# Stored entries
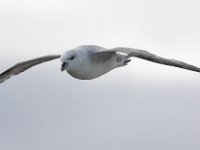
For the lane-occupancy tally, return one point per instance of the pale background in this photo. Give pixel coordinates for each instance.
(143, 106)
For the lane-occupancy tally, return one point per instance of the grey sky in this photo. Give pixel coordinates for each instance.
(141, 106)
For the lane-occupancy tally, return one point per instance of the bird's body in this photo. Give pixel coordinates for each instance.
(89, 66)
(89, 62)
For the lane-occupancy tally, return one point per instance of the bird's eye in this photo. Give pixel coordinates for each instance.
(72, 57)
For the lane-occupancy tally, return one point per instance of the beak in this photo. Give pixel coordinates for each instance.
(63, 66)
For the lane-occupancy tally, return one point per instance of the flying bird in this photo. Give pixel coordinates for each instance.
(89, 62)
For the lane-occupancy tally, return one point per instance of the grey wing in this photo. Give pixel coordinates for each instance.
(154, 58)
(22, 66)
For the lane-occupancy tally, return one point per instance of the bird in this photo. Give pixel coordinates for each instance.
(88, 62)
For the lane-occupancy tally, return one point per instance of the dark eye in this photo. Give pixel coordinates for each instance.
(72, 57)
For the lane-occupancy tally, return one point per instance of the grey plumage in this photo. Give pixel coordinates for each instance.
(90, 62)
(22, 66)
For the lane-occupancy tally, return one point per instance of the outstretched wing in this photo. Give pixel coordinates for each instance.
(154, 58)
(22, 66)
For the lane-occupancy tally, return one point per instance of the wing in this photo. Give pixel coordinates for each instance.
(154, 58)
(22, 66)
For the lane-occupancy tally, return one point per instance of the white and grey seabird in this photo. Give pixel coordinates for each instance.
(90, 62)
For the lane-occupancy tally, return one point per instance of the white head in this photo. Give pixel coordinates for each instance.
(74, 61)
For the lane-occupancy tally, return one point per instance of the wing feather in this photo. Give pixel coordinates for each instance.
(154, 58)
(22, 66)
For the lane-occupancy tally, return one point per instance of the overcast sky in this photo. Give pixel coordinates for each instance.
(141, 106)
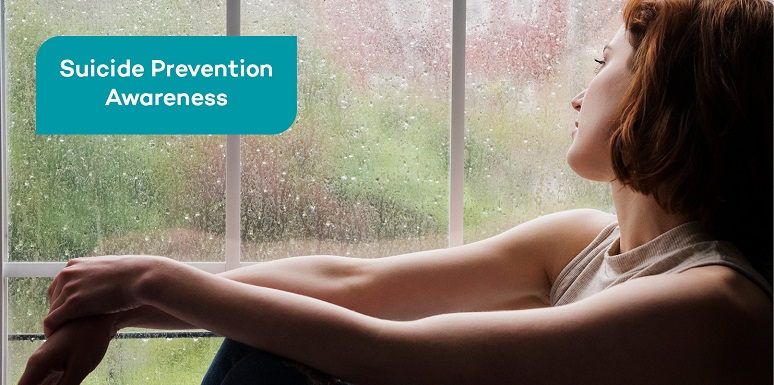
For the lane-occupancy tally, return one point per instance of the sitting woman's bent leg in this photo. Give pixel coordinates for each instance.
(239, 364)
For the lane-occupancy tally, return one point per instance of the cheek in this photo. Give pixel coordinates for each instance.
(589, 157)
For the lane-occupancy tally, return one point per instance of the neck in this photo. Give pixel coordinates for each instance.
(640, 217)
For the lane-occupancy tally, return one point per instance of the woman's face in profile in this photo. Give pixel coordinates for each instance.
(589, 152)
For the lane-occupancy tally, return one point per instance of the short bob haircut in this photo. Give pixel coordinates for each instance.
(695, 128)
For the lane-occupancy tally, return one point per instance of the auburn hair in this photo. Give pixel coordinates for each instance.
(695, 128)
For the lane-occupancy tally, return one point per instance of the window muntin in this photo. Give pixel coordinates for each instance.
(364, 169)
(525, 61)
(500, 151)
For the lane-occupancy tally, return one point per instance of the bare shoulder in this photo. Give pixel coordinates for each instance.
(555, 239)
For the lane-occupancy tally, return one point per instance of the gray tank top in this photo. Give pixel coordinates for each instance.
(675, 251)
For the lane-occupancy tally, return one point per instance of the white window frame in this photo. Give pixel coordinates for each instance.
(233, 171)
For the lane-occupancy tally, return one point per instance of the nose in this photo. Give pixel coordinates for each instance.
(577, 101)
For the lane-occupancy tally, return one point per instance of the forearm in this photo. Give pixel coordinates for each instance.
(284, 323)
(151, 318)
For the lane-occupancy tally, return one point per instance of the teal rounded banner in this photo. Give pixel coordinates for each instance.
(171, 85)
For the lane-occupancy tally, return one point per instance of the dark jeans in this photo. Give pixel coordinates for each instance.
(239, 364)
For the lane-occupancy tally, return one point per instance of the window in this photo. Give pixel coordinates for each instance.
(364, 170)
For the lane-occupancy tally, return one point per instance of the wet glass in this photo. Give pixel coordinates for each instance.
(81, 195)
(363, 171)
(525, 61)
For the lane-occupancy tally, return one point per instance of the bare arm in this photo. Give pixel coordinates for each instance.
(708, 325)
(513, 270)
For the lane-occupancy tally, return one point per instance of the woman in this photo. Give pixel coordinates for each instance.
(678, 119)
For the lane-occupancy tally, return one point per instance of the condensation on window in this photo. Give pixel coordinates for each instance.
(363, 171)
(75, 196)
(525, 60)
(146, 359)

# WHAT YOU SHOULD DO
Could you write out, exactly, each line of the data above from the one containing "of the nose" through the last, including both?

# RESPONSE TO THIS TASK
For the lane-occupancy tally, return one point per instance of the nose in this photo. Give pixel coordinates for each instance.
(577, 101)
For the lane-occupancy tally, return one point per instance of the forearm in this photo. Give pixel coordinates for each instance.
(284, 323)
(151, 318)
For the lane-occupancy tally, return one point per instance of the teal rounded banner in this photo. Give pixel coordinates for each instance.
(171, 85)
For the lane-occupancy tally, return one point per instance of the dark jeans in this photo. Give pixel coordinates for each instance.
(239, 364)
For the lane-occupancy tally, return one point per instance of the window in this photo. Give pixel coordinates for each instance.
(364, 170)
For the lane-occupancy tally, return one point per instance of the wet glass in this photo. Give pixel coordinates for each instance.
(81, 195)
(363, 171)
(525, 61)
For the lane-occupancy tally, return one point per instance of the bare arm in this photo. Give pixel coordinates for each instance.
(708, 325)
(513, 270)
For the lane-occupancy tally, return one point per instance of the woman in this photo. Give pixel coordinates for each instance.
(678, 119)
For the lane-occupancy tally, return one point per instance of the condensation on window in this photo. Give pixel coordinates for each instance.
(363, 171)
(75, 196)
(525, 60)
(146, 359)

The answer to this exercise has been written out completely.